QUOTED TEXT:
Tsunesaburo kanna restoration: 2. The blade/iron and chipbreaker

This post details restoration of a kanna by Tsunesaburo and continues from Part 1.
I correct the ‘ears’ on the blade with a white wheel on a stationary bench grinder. I make sure to mark the width I need to go to on each side first; then, at the machine, I just take it slow and use water as a coolant. I should also add I freehand this. Using some form of a jig, or at least a tool rest, will no doubt allow more consistent and repeatable results than mine. Even with my crude, simple technique the blade soon starts looking much better.
Bearded Witch Tsunesaburo-10

Most importantly, the edge is now centred. I grind a bit more than I need since I will be removing the chips in the edge and increasing the bevel angle, therefore shortening the blade. This will widen the edge again. I may need to fine tune it later. This is an ongoing maintenance aspect anyway and is very quick to do.

While at the grinder, I also take off the mushroomed sections at the top of the iron and the chipbreaker. This is a bit awkward to do since visibility is greatly reduced at the angle you need to hold the blade at (unless you want to introduce a bevel).  If you fancy giving one of your kannas a similar treatment but feel a bit apprehensive, you can just forego the grinder and use a file. The top half of your kanna will be made of either soft steel or iron, and will be very easy to work by hand.

BBW Tsunesaburo Part 2-2

Straight off the grinder

After grinding, I finesse the surface slightly with a second cut metal file. My intention is to rust blue the exposed bare metal later in order to somewhat blend these areas in.

BBW Tsunesaburo Part 2-3

After filing

I now turn my attention to the edge itself, and that shallow bevel angle. My first concern is to widen the flat on the back of the blade. I alternate tapping out with lapping on a medium stone. I prefer to take things gradually, and once I recover a couple of millimetres, I start on the bevel.

BBW Tsunesaburo Part 2-15

The bevel angle is a big job. I prefer to do it by hand, with the blade in a guide and on a rough stone.

BBW Tsunesaburo Part 2-20

An audiobook keeps me company; this takes a significant amount of time and effort. An aggressive and firm stone helps.

SET TASK 1:
Answer these questions using the kanna restoration post.
(a) What does the author use as a coolant at the grinder?
(b) What kind of file is used to smooth the surface after grinding?
(c) What keeps the author company during the bevel work?
SET TASK 2:
Retype the part of the kanna restoration post starting with "I correct the" and going on through "quick to do.".
The listing that comes next was taken from a separate source.

Labeled area outline items:
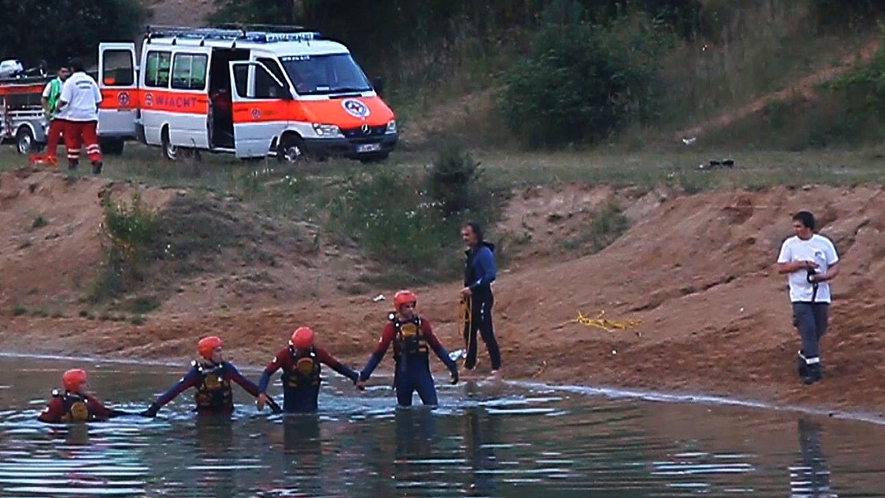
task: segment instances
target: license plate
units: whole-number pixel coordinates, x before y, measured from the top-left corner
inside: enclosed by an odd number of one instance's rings
[[[381,149],[381,143],[364,143],[357,146],[357,152],[377,152]]]

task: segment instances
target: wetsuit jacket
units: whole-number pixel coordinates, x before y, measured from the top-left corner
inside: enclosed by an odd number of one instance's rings
[[[58,392],[53,392],[52,399],[50,400],[49,404],[46,406],[46,410],[37,417],[37,420],[41,422],[69,422],[70,420],[65,420],[65,416],[68,415],[68,410],[65,407],[65,397],[70,395],[69,393],[65,393],[64,395],[58,394]],[[80,395],[73,395],[74,396],[80,396]],[[121,415],[129,415],[128,413],[119,411],[116,410],[112,410],[106,408],[96,400],[94,396],[87,395],[85,396],[80,396],[83,398],[86,402],[86,406],[88,409],[88,421],[96,420],[107,420],[108,418],[112,418],[114,417],[119,417]]]
[[[467,261],[464,269],[464,287],[470,287],[477,301],[487,301],[492,295],[491,283],[497,276],[494,250],[495,244],[481,242],[476,249],[465,251]]]
[[[313,352],[317,355],[317,360],[321,364],[328,365],[332,370],[337,372],[338,373],[347,377],[354,382],[357,381],[359,374],[350,369],[350,367],[339,362],[335,356],[330,355],[328,351],[323,349],[319,347],[315,347]],[[267,364],[265,368],[264,373],[261,374],[261,380],[258,381],[258,391],[265,393],[267,391],[267,385],[270,383],[271,375],[274,372],[282,369],[283,372],[289,373],[295,370],[295,363],[292,358],[292,351],[289,348],[283,348],[277,352],[276,356],[273,356],[273,361]]]
[[[206,364],[204,368],[214,369],[216,367],[220,367],[219,374],[222,375],[225,380],[228,382],[236,382],[250,395],[252,395],[253,396],[258,395],[258,387],[256,386],[251,380],[243,377],[242,374],[240,373],[240,371],[238,371],[233,364],[227,362],[221,362],[219,364]],[[194,365],[190,368],[190,371],[188,372],[188,373],[168,391],[160,395],[151,406],[156,407],[158,410],[160,407],[175,399],[175,396],[181,395],[187,389],[190,387],[197,387],[202,380],[203,373],[200,372],[199,365],[196,362],[194,362]],[[229,407],[222,409],[222,412],[229,410]]]
[[[433,327],[430,326],[430,322],[424,318],[420,318],[421,322],[421,335],[424,336],[424,340],[427,341],[427,346],[434,350],[434,353],[439,357],[447,367],[449,367],[450,372],[457,371],[458,365],[455,364],[451,358],[449,357],[449,353],[440,343],[439,339],[434,333]],[[390,343],[393,342],[396,335],[396,327],[392,322],[388,322],[384,326],[384,331],[381,333],[381,339],[378,341],[378,346],[375,347],[375,350],[372,353],[372,356],[369,357],[369,361],[363,367],[363,371],[359,373],[360,379],[367,380],[374,372],[378,364],[384,358],[384,355],[387,353],[388,348],[390,347]],[[426,357],[426,356],[425,356]]]

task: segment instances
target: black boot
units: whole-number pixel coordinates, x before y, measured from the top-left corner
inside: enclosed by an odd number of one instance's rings
[[[796,357],[796,370],[799,372],[799,377],[808,375],[808,364],[805,363],[805,355],[799,351],[799,356]]]
[[[824,378],[823,368],[820,363],[809,364],[807,367],[807,372],[805,373],[805,378],[803,379],[806,385],[814,384],[818,380]]]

EXERCISE RESULT 1:
(a) Water
(b) A second cut metal file
(c) An audiobook

EXERCISE RESULT 2:
I correct the ‘ears’ on the blade with a white wheel on a stationary bench grinder. I make sure to mark the width I need to go to on each side first; then, at the machine, I just take it slow and use water as a coolant. I should also add I freehand this. Using some form of a jig, or at least a tool rest, will no doubt allow more consistent and repeatable results than mine. Even with my crude, simple technique the blade soon starts looking much better.
Bearded Witch Tsunesaburo-10

Most importantly, the edge is now centred. I grind a bit more than I need since I will be removing the chips in the edge and increasing the bevel angle, therefore shortening the blade. This will widen the edge again. I may need to fine tune it later. This is an ongoing maintenance aspect anyway and is very quick to do.